Pentingnya Menyumbang di Acara Nikahan Desa

0
Ilustrasi tradisi menyumbang

Pada hakikatnya, manusia saling berkomunikasi dengan bertukar simbol. Pertukaran simbol pun memiliki banyak bentuk. Salah satunya melalui pertukaran hadiah yang oleh Marcell Mauss disebut dengan istilah potlatch. Apa yang dimaksud dengan potlatch ialah pertukaran hadiah yang menuntut balasan dengan nilai yang setara antara pemberi dan penerima.

Hubungan timbal balik ini sudah dimulai sejak lama, Levi Strauss dalam tulisannya yang berjudul “The Elementary Structures on Kinship” sempat menyebutkan potlatch di wilayah Indian Alaska dan Vancouver. Komoditas yang dipertukarkan dalam tradisi ini bentuknya beragam. Mulai dari permadani, tembaga, wine, dan masih banyak lagi. Biasanya potlatch dipraktikkan dalam perayaan maupun upacara pernikahan, kelahiran, bahkan kematian. Dalam potlatch, nilai yang melekat pada barang yang dipertukarkan bukan hanya nilai ekonomis, melainkan juga prestise.

Potlatch hari ini pun bervariasi. Bahkan saya kerap melihat potlacth pada masyarakat desa. Pernahkah Anda datang ke pesta pernikahan ? Misalnya saja pernikahan pada masyarakat Jawa. Di Desa Baturan, sebuah desa kecil di Jawa Tengah tempat saya tinggal, masih ditemukan tradisi “jagong” atau mungkin di daerah Jawa Timur-an disebut dengan “buwuh”.

Dalam jagong maupun buwuh biasanya secara sadar kita memberikan sumbangan berupa uang maupun hasil panen pada pengantin. Maklum saja di desa saya mayoritas penduduknya adalah petani yang juga memiliki kebun palawija. Alhasil ketika ada yang menikah, hasil bumi seperti beras, pisang, singkong, dan sejenisnya tidak luput untuk disumbangkan.
Mereka mengemas sumbangan tersebut dalam karung khas berwarna putih dengan logo segitiga biru yang juga ditandai dengan nama penyumbang. Ada pula yang memasukkannya dalam tenggok bambu. Beragam dan sungguh menyenangkan mengamati hiruk pikuk nuansa sumbang menyumbang ini.

BACA :  Pendekatan RRA (Rapid Rural Apprasial)
________________
→ Rincian Tugas: Menurut teks tentang menyumbang di acara nikahan desa, selain karung putih, wadah apa yang juga dipakai untuk mengemas sumbangan?

→ Data Hasil Ekstraksi:
________________
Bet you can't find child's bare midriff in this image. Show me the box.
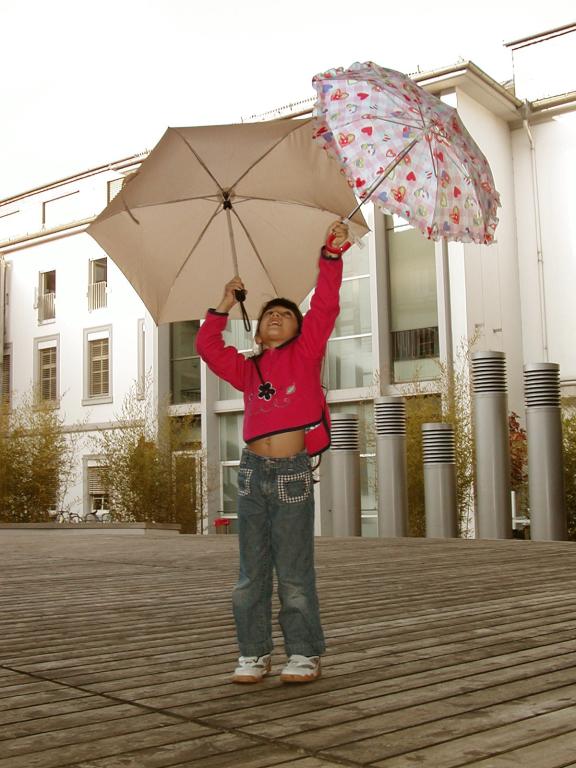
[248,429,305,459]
________________
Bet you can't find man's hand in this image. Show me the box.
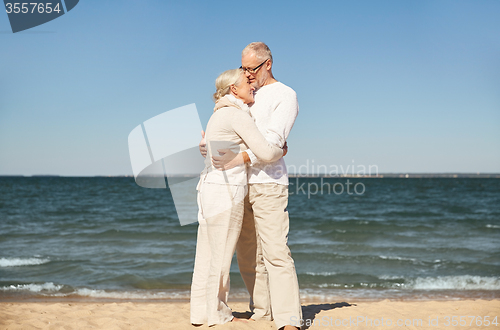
________________
→ Jawaban Anda: Tenggok bambu.